Cynefin and ISO 29119

Cynefin is not based on successful individual cases, or on ideology, or on wishful thinking. Methods that are rooted in successful cases are suspect because of the survivorship bias (how many failed projects did the same thing?), and because people do not remember clearly and accurately what they did after the event; they reinterpret their actions dependent on the outcome. Cynefin is rooted in science and the way things are, the way systems behave, and the way that people behave. Developing software is an activity carried out by humans, for humans, mostly in social organisations. If we follow methods that are not rooted in reality, in science and which don’t allow for the way people behave then we will fail.

Dave Snowden often uses the philosophical phrase “a priori”, usually in the sense of saying that something is wrong a priori. A priori knowledge is based on theoretical deduction, or on mathematics, or the logic of the language in which the proposition is stated. We can say that certain things are true or false a priori, without having to refer to experience. Knowledge based on experience is a posteriori.

The distinction is important in the debate over the software testing standard ISO 29119. The ISO standards lobby has not attempted to defend 29119 on either a priori or on a posteriori grounds. The standard has its roots in linear, document driven development methods that were conspicuously unsuccessful. ISO were unable to cite any evidence or experience to justify their approach.

• _Supplied material_
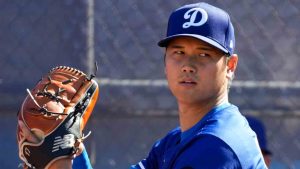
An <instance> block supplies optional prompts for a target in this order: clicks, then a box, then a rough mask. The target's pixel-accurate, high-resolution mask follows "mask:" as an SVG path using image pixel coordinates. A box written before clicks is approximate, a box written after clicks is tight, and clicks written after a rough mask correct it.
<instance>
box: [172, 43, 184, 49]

• _Job A_
Decide whether each statement below agrees with the Cynefin and ISO 29119 excerpt above. Answer yes or no for each, and quote the words from the excerpt that settle it. (i) Methods rooted in successful cases are suspect partly because of survivorship bias. (ii) A priori knowledge is based on experience. (iii) ISO cited evidence to justify its approach.
• _Job B_
List every thing that the Cynefin and ISO 29119 excerpt says Cynefin is rooted in.
• _Job C_
Write the next part of the Cynefin and ISO 29119 excerpt, starting after its last sentence.

• _Task answer A_
(i) Yes: "Methods that are rooted in successful cases are suspect because of the survivorship bias"
(ii) No: "Knowledge based on experience is a posteriori."
(iii) No: "ISO were unable to cite any evidence or experience to justify their approach."

• _Task answer B_
- science
- the way things are
- the way systems behave
- the way that people behave

• _Task answer C_
Defenders of the standard, and some neutrals, have argued that critics must examine the detailed content of the standard, which is extremely expensive to purchase, in order to provide meaningful criticism. However, this defence is misconceived because the standard itself is misconceived. The standard’s stated purpose, “is to define an internationally agreed set of standards for software testing that can be used by any organization when performing any form of software testing”. If ISO believes that a linear, prescriptive standard like ISO 29119 will apply to “any form of software testing” we can refer to Cynefin and say that they are wrong; we can say so confidently knowing that our stance is backed by reputable science and theory. ISO is attempting to introduce a practice that might, sometimes at best, be appropriate for the Obvious domain into the Complicated and Complex domains where it is wildly unsuitable and damaging. ISO is wrong a priori.

What is Cynefin?

The Wikipedia article is worth checking out, not least because Dave Snowden keeps an eye on it. This short video presented by Dave is also helpful.

The Cynefin Framework might look like a quadrant, but it isn’t. It is a collection of five domains that are distinct and clearly defined in principle, but which blur into one another in practice.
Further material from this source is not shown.